» **Task objective**
Only an exact copy of the entries, stripped of pictures, will serve as the answer.

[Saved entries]
════════════════════

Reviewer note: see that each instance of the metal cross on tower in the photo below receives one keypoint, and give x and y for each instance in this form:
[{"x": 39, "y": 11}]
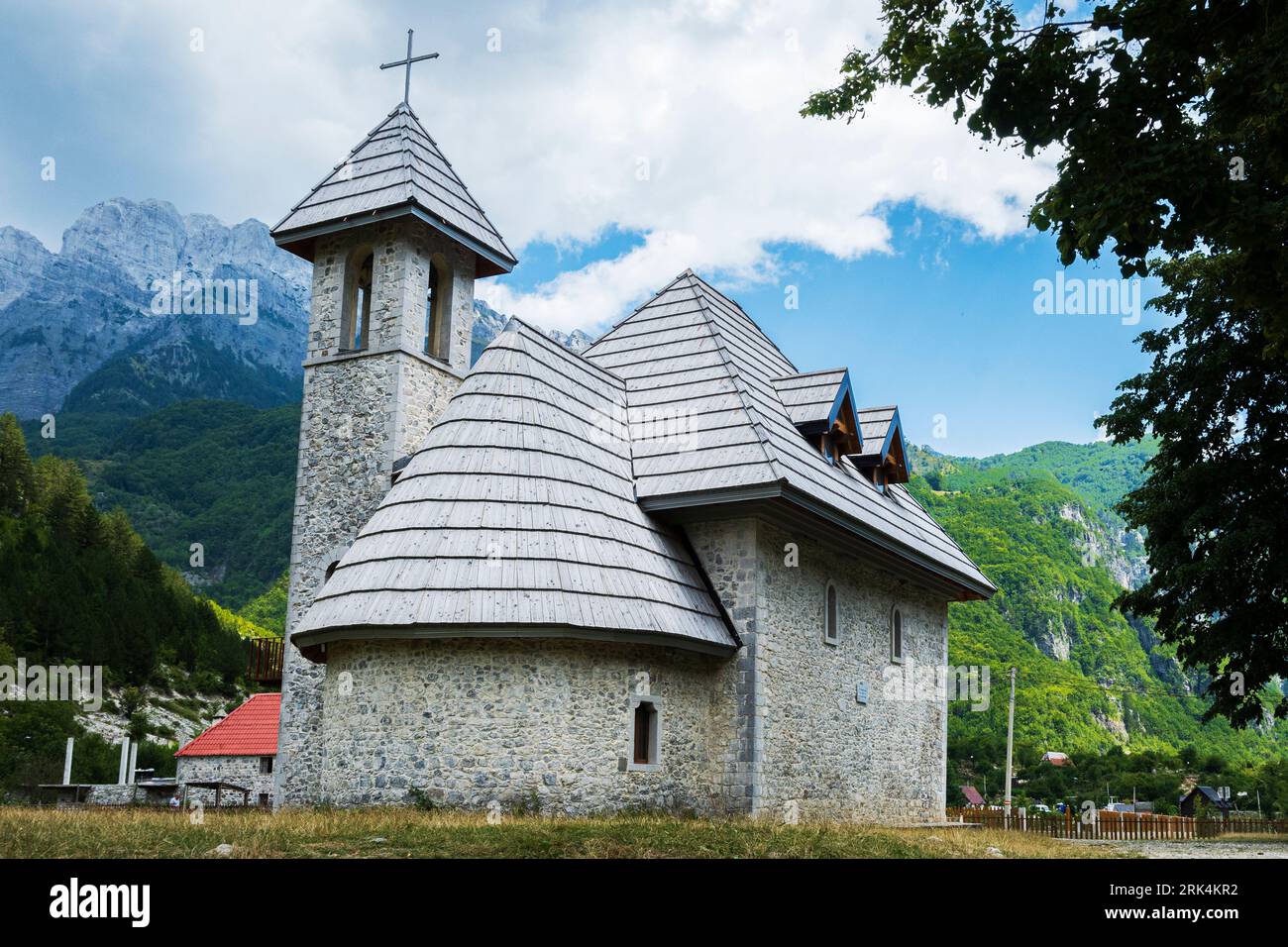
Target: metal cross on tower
[{"x": 407, "y": 62}]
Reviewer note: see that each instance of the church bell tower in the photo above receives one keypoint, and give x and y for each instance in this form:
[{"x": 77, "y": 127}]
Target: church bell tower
[{"x": 395, "y": 243}]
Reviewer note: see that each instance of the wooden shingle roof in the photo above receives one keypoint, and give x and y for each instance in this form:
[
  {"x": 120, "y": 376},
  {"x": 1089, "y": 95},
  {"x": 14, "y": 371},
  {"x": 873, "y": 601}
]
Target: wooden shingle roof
[
  {"x": 395, "y": 170},
  {"x": 516, "y": 515},
  {"x": 695, "y": 350},
  {"x": 535, "y": 504},
  {"x": 812, "y": 398}
]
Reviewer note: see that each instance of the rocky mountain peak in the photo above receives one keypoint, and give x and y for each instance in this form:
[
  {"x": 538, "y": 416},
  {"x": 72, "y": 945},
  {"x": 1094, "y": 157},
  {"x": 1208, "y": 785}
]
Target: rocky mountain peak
[{"x": 24, "y": 260}]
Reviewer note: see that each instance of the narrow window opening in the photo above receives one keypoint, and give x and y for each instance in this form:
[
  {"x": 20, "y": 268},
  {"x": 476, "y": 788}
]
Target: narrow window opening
[
  {"x": 643, "y": 724},
  {"x": 829, "y": 633},
  {"x": 645, "y": 731},
  {"x": 437, "y": 308},
  {"x": 356, "y": 325}
]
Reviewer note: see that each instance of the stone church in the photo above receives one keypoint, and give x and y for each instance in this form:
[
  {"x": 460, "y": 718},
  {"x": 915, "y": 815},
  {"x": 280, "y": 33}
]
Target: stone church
[{"x": 671, "y": 571}]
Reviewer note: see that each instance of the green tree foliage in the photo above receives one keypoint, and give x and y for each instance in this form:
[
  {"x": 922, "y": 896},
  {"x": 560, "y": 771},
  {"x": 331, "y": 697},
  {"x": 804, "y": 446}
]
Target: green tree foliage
[
  {"x": 1090, "y": 678},
  {"x": 268, "y": 609},
  {"x": 210, "y": 472},
  {"x": 1171, "y": 121},
  {"x": 1215, "y": 499},
  {"x": 81, "y": 586},
  {"x": 17, "y": 476}
]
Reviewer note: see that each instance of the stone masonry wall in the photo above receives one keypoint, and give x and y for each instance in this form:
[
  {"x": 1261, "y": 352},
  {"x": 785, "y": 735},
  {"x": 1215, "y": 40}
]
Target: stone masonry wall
[
  {"x": 362, "y": 411},
  {"x": 803, "y": 745},
  {"x": 473, "y": 720},
  {"x": 825, "y": 754},
  {"x": 730, "y": 558}
]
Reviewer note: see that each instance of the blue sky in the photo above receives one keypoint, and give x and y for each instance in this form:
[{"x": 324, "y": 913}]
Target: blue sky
[{"x": 612, "y": 147}]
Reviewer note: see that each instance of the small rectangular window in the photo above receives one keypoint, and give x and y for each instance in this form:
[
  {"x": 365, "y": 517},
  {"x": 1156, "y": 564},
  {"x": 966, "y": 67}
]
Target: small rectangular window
[
  {"x": 829, "y": 616},
  {"x": 645, "y": 733}
]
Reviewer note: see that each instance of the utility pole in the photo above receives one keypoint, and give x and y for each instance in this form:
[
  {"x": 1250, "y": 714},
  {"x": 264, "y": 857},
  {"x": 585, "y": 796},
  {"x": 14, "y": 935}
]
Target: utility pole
[{"x": 1010, "y": 742}]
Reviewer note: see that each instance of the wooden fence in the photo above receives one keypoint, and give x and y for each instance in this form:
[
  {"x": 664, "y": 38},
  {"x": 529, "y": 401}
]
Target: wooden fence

════════════════════

» **Output for this exercise**
Reviewer note: see that each instance of the metal cross on tower in the photo below receives one keypoint, and give x and y for each instance in this form:
[{"x": 39, "y": 11}]
Target: metal cross on tower
[{"x": 407, "y": 62}]
Reviewer note: see that each instance of the church bell tower in the photo above receives one keypoint, and give x and y for each instance in this form:
[{"x": 77, "y": 127}]
Target: church bell tower
[{"x": 395, "y": 243}]
Reviewer note: see that each instance of the wooden shingle roof in the photo above receives one keypoint, and give x and y for each instance in this form:
[
  {"x": 120, "y": 376},
  {"x": 1089, "y": 95},
  {"x": 14, "y": 371},
  {"x": 873, "y": 601}
]
Target: wooden shingle roof
[
  {"x": 395, "y": 170},
  {"x": 516, "y": 515},
  {"x": 695, "y": 350},
  {"x": 535, "y": 504},
  {"x": 812, "y": 398}
]
Reviewer note: see that each instance of the rocky mountain peak in the photo above receives one keypoint, and give x and y for each instance in this form:
[
  {"x": 538, "y": 416},
  {"x": 72, "y": 945},
  {"x": 1094, "y": 157},
  {"x": 1208, "y": 785}
]
Target: rocky mountain peak
[{"x": 24, "y": 260}]
Reviewer note: see that each instance of the narrow window opening in the photo above receives one keypoint, and give x and y for each instance in this form:
[
  {"x": 20, "y": 268},
  {"x": 476, "y": 788}
]
Target: narrow window opening
[
  {"x": 643, "y": 724},
  {"x": 829, "y": 633},
  {"x": 645, "y": 731},
  {"x": 437, "y": 308},
  {"x": 356, "y": 325}
]
Reviewer note: see that each instance of the stone church in the photo above receives one keypoint, and give x and y for each instance in this form:
[
  {"x": 460, "y": 718},
  {"x": 915, "y": 815},
  {"x": 280, "y": 33}
]
Target: stone church
[{"x": 671, "y": 571}]
Reviewer note: see that each instance of the green tree foliage in the photo above receives one keypoint, and give x and y for each instance in this form:
[
  {"x": 922, "y": 896},
  {"x": 560, "y": 771},
  {"x": 331, "y": 697},
  {"x": 804, "y": 446}
]
Target: green tree foliage
[
  {"x": 1090, "y": 678},
  {"x": 268, "y": 609},
  {"x": 210, "y": 472},
  {"x": 1171, "y": 121},
  {"x": 1215, "y": 499},
  {"x": 81, "y": 586},
  {"x": 17, "y": 476}
]
Reviewer note: see that each instance of the stone masonry wall in the photo above receives one keypoint, and give x and y for each instance in this form:
[
  {"x": 1261, "y": 352},
  {"x": 785, "y": 735},
  {"x": 1215, "y": 40}
]
Target: stone masonry wall
[
  {"x": 362, "y": 411},
  {"x": 803, "y": 745},
  {"x": 473, "y": 720},
  {"x": 825, "y": 754},
  {"x": 730, "y": 558}
]
Reviewer note: see that each instance of the blue sky in the photo above receives one keypoint, and give x and y for each instance in this form:
[{"x": 324, "y": 913}]
Target: blue sky
[{"x": 612, "y": 147}]
Reviewer note: see that each instance of the small rectangular window in the photo above receives one keypoint, and give x and y for each instance in this form:
[
  {"x": 365, "y": 517},
  {"x": 1156, "y": 564},
  {"x": 966, "y": 67}
]
Target: small rectangular window
[
  {"x": 829, "y": 616},
  {"x": 645, "y": 733}
]
Reviewer note: see that each instance of the utility pole in the photo above receives one keypoint, and give x and y for each instance in this form:
[
  {"x": 1250, "y": 714},
  {"x": 264, "y": 857},
  {"x": 585, "y": 796},
  {"x": 14, "y": 935}
]
Target: utility pole
[{"x": 1010, "y": 742}]
Reviewer note: see that each instance of the wooden fence in the photo above receives one keypoint, and give x and y for each instance in this form:
[
  {"x": 664, "y": 38},
  {"x": 529, "y": 401}
]
Target: wooden fence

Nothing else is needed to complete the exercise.